Data excerpts section start
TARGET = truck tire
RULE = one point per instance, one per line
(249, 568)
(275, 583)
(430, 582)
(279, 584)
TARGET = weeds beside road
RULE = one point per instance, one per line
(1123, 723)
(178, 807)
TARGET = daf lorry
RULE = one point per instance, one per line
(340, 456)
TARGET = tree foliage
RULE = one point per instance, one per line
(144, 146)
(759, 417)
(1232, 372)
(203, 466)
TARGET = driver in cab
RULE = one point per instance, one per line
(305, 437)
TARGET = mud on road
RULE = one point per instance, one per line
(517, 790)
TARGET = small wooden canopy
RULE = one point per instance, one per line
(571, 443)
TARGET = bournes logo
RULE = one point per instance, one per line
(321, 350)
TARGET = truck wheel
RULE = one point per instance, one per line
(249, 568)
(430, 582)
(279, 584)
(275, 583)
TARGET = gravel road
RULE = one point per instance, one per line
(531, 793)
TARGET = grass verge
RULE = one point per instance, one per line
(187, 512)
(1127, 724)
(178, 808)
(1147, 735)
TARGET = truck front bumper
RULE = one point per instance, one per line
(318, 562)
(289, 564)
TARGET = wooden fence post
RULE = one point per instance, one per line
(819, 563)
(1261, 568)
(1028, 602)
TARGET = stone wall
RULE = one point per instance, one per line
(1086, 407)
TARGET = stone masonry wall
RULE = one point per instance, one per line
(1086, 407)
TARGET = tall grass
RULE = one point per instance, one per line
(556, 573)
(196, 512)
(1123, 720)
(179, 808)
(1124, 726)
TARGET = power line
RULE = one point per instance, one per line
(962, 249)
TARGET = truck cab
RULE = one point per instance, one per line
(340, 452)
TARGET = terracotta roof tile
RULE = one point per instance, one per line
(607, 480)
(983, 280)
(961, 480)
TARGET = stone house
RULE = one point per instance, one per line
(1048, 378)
Data excerpts section end
_Work to be completed_
Extract the whole listing, character for character.

_Exercise answer_
TARGET = truck tire
RULE = one point per instance, one per line
(249, 568)
(275, 583)
(430, 582)
(279, 584)
TARGET = weeds beside road
RULE = one point per instance, one per line
(1123, 723)
(178, 807)
TARGET = daf lorry
RULE = one point per instance, one per line
(340, 456)
TARGET = tree foliage
RULE = one point per instance, one per line
(144, 146)
(759, 417)
(1232, 372)
(203, 466)
TARGET = driver in cab
RULE = one point per instance, one per line
(305, 437)
TARGET = mud on road
RULE = one point per instance, one per line
(517, 790)
TARGET = small wooden canopy
RULE = one point per instance, one per line
(571, 443)
TARGET = bournes logo
RULE = one point per instance, one per line
(321, 350)
TARGET = truck wheel
RULE = one point per instance, one per line
(249, 568)
(430, 582)
(279, 584)
(275, 583)
TARGET = gravel road
RULE = one point per instance, one per line
(531, 793)
TARGET = grass verge
RULE = one point per instance, one per line
(187, 512)
(1127, 724)
(178, 808)
(1147, 735)
TARGET = truck front bumper
RULE = one point per instance, one per line
(318, 562)
(289, 564)
TARGET = wooden fence post
RULE = one point per instance, one per line
(819, 563)
(1261, 568)
(1028, 602)
TARGET = stone wall
RULE = one point per instance, one per line
(1086, 407)
TARGET = stone masonry wall
RULE = one point per instance, one per line
(1086, 407)
TARGET = tall grass
RULE = one point per instance, one per line
(556, 573)
(196, 512)
(1123, 720)
(179, 808)
(1124, 726)
TARGET = power line
RULE = one point per instance, one per line
(962, 249)
TARGET = truck cab
RULE = one point per instance, one per line
(340, 452)
TARGET = terracotta roof tile
RULE = one point per instance, one per line
(607, 480)
(983, 280)
(961, 480)
TARGET = stone house
RULE = one point per instance, one per line
(1048, 378)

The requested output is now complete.